--- START OF RECORDS FOR THIS EXERCISE ---
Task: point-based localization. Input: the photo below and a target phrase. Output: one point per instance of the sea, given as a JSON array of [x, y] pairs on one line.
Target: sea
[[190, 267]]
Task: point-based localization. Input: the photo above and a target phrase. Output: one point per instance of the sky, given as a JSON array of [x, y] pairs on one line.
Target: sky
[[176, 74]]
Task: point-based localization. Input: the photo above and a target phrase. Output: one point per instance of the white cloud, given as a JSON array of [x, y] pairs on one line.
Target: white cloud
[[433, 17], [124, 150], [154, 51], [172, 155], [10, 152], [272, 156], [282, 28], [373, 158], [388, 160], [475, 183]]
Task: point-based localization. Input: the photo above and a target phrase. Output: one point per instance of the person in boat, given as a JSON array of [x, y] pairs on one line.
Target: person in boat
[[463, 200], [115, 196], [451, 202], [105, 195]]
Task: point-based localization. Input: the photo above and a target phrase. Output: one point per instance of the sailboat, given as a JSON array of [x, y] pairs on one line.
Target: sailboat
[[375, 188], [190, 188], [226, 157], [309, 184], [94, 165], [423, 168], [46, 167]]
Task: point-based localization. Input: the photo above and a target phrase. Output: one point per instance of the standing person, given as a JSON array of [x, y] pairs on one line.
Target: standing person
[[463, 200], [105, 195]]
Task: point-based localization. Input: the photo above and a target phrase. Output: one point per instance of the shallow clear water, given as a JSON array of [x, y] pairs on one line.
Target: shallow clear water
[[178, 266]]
--- END OF RECORDS FOR THIS EXERCISE ---
--- START OF RECORDS FOR THIS EXERCISE ---
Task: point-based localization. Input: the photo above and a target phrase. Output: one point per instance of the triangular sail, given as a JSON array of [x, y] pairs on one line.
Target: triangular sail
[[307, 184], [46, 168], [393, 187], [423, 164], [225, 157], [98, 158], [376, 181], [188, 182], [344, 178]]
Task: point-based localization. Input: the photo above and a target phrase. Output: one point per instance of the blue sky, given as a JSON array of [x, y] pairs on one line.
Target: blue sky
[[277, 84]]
--- END OF RECORDS FOR THIS EXERCISE ---
--- START OF RECORDS FOR THIS EXERCISE ---
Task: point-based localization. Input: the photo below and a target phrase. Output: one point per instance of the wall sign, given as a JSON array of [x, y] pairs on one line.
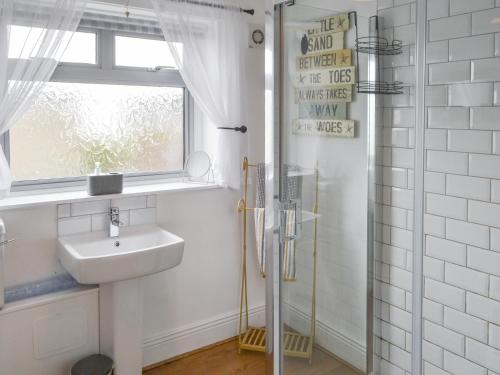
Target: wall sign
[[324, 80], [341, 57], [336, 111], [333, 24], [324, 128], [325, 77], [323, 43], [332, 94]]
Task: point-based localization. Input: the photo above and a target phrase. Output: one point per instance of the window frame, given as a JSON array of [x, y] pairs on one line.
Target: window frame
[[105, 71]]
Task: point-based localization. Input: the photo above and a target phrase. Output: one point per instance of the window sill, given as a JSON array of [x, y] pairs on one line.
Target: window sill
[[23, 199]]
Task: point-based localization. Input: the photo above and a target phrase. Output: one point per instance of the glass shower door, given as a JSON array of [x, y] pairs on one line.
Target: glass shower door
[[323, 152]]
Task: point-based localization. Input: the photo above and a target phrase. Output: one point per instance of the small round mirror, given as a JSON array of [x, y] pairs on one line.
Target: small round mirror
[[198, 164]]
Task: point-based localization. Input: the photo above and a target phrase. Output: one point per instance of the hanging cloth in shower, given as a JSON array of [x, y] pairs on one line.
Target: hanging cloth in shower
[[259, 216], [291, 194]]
--- END OF RECORDS FOR THIS EXERCISE ---
§ **AIM**
Retype the part of the items above that opens with the line containing "of the white" and closes with the line containing "[[463, 200], [115, 196], [451, 202], [105, 195]]". Keep every character unchanged.

§ **OUTPUT OF THE TASK**
Task: point-based localization. Input: the photo above and a target phrase. Output: one point per instance of the white cloud, given as a JSON array of [x, y] pairs on one line.
Target: white cloud
[[433, 17], [124, 150], [154, 51], [172, 155], [10, 152], [272, 156], [282, 28], [373, 158], [388, 160], [475, 183]]
Task: point-based localization. Input: the photo above and a target phrase. Output: one point per instance of the person in boat, given as a JSON array of [x, y] pairs on one line.
Target: person in boat
[[463, 200], [115, 196], [451, 202], [105, 195]]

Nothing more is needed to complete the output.